- [WRITTEN INSTRUCTION A] In the forum thread, what does dcs2244 say not to do?
- [WRITTEN INSTRUCTION B] Quote the forum thread word for word, starting at "## 94c (Oct" and ending at "(May 27, 2003)".
begin QUOTED TEXT
How slow were going? Did you cut the person off? Did you file a report with the police?


----------



## dcs2244 (Jan 29, 2004)

Speed is of no moment: do not tailgate. period.


----------



## 94c (Oct 21, 2005)

find out if his wife is one of those women that adores her nails and spends a hundred bucks a week on them. If so, spread fluffernutter underneath the door handle of her car. :grin:


----------



## dmackack (May 27, 2003)

94c said:


> find out if his wife is one of those women that adores her nails and spends a hundred bucks a week on them. If so, spread fluffernutter underneath the door handle of her car. :grin:


LOLB: 
http://www.marshmallowfluff.com/pages/homepage.htmlhttp://www.marshmallowfluff.com/pages/order_by_credit.html


----------



## JoninNH (Jan 29, 2004)

K9Vinny said:


> *69 your phone, then take turns calling different pizza places, chinese restaurants, etc. that deliver, and order take out delivery to his house. At least you can have some chuckles as you look out your window at the guy arguing with the delivery boys. Do it all on the same night, even better.
end QUOTED TEXT
begin MATERIAL PROVIDED
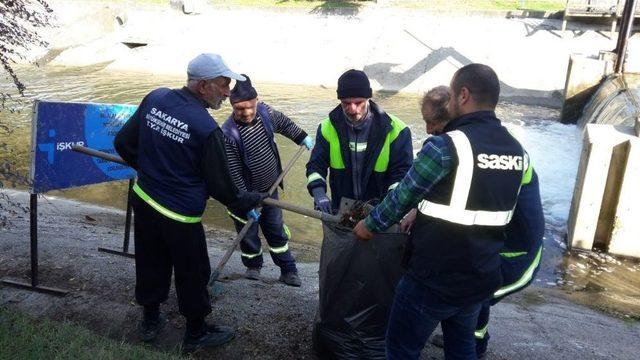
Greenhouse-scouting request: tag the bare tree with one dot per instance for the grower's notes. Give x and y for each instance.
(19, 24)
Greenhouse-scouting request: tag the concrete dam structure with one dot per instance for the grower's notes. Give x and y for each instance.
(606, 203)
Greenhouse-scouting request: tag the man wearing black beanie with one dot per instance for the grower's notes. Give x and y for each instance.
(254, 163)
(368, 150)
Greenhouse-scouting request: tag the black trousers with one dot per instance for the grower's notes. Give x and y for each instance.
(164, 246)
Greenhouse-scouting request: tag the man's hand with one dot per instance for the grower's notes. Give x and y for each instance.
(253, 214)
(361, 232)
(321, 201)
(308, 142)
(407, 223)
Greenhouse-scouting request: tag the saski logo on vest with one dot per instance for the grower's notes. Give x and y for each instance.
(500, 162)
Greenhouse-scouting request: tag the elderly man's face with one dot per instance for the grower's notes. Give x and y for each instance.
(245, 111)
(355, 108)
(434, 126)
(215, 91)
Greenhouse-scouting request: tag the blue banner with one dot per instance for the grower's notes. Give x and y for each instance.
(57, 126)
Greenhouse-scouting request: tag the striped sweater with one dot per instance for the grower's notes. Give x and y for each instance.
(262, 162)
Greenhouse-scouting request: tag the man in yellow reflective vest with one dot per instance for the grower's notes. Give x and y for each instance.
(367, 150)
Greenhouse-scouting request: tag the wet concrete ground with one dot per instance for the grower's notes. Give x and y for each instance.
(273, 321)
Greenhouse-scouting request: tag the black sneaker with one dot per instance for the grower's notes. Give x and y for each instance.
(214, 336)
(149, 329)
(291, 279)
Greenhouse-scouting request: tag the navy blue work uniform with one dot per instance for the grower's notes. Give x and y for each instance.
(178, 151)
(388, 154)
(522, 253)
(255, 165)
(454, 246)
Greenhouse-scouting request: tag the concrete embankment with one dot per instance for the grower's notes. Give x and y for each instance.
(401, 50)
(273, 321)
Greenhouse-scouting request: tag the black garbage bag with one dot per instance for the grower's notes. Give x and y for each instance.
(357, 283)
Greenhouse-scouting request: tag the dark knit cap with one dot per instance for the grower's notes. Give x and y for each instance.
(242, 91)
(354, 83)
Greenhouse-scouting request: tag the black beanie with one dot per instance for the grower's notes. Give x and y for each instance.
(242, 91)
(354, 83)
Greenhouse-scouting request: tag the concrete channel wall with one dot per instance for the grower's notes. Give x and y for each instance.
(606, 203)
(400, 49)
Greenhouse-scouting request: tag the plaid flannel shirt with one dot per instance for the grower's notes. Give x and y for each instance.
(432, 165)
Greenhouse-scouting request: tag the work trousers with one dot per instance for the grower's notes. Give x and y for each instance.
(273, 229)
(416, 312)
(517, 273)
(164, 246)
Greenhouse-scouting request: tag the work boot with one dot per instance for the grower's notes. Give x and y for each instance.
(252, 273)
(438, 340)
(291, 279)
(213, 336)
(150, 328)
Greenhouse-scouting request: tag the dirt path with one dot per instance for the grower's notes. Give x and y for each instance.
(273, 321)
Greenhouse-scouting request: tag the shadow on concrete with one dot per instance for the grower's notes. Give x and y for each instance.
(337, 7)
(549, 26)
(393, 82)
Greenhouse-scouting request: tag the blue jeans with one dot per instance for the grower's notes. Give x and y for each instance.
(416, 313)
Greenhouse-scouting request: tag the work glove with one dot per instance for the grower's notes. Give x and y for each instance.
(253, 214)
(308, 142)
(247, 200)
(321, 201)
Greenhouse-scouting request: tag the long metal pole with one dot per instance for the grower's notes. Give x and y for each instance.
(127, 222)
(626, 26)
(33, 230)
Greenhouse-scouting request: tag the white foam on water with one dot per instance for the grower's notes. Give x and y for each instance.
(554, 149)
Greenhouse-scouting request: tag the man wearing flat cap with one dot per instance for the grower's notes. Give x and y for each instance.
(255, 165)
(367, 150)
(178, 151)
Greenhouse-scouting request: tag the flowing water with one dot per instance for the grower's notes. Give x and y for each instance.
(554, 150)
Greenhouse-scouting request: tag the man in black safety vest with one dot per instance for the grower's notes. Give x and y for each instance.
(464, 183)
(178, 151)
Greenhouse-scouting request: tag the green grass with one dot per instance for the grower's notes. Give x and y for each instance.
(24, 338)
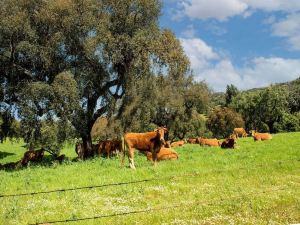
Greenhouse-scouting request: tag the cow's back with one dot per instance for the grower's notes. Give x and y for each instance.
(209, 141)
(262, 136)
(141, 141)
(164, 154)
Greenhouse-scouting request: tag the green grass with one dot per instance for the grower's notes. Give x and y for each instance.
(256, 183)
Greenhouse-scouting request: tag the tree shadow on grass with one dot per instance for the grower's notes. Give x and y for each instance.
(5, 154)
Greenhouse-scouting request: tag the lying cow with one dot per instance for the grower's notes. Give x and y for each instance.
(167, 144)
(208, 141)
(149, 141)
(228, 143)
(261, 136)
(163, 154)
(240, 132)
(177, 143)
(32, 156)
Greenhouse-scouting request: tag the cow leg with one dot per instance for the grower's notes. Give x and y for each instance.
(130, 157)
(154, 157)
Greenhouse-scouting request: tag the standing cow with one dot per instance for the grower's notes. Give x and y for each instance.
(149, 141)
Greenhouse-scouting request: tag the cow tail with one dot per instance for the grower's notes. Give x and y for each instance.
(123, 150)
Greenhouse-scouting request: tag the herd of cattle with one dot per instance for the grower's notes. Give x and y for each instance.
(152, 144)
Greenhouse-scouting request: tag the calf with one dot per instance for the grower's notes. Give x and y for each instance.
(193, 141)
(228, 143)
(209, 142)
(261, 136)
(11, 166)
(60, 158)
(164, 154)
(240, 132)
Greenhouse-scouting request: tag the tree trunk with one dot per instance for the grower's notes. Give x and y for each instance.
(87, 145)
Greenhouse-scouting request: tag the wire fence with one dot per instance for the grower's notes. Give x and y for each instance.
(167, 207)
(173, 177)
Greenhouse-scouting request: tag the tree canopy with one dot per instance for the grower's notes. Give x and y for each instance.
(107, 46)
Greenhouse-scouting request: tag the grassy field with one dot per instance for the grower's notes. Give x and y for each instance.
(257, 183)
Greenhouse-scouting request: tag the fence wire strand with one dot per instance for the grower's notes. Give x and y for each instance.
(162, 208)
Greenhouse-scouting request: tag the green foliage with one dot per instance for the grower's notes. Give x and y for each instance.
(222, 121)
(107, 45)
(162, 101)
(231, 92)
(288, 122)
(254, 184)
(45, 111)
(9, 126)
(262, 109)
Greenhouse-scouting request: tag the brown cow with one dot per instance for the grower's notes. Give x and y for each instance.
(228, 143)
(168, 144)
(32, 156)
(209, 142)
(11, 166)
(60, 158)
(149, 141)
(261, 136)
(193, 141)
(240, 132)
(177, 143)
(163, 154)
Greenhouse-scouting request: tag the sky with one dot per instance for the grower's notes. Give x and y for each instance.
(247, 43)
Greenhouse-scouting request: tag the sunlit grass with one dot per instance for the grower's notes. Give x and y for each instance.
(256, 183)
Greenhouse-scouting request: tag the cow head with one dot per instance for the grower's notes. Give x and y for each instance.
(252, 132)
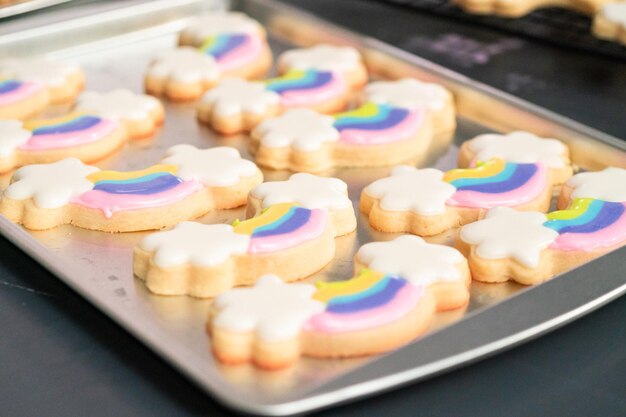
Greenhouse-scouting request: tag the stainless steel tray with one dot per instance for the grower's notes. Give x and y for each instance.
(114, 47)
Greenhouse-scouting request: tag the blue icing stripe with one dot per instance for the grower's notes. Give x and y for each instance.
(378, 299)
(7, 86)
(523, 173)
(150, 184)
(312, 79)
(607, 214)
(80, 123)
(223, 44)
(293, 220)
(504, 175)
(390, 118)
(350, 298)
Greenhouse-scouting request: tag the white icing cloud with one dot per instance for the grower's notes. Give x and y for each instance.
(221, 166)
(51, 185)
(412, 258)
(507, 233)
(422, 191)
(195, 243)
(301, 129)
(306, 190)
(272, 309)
end MATERIAL PROVIDED
- [RESPONSE A] Tailgate.

- [RESPONSE B]
## 94c (Oct 21, 2005)

find out if his wife is one of those women that adores her nails and spends a hundred bucks a week on them. If so, spread fluffernutter underneath the door handle of her car. :grin:


----------



## dmackack (May 27, 2003)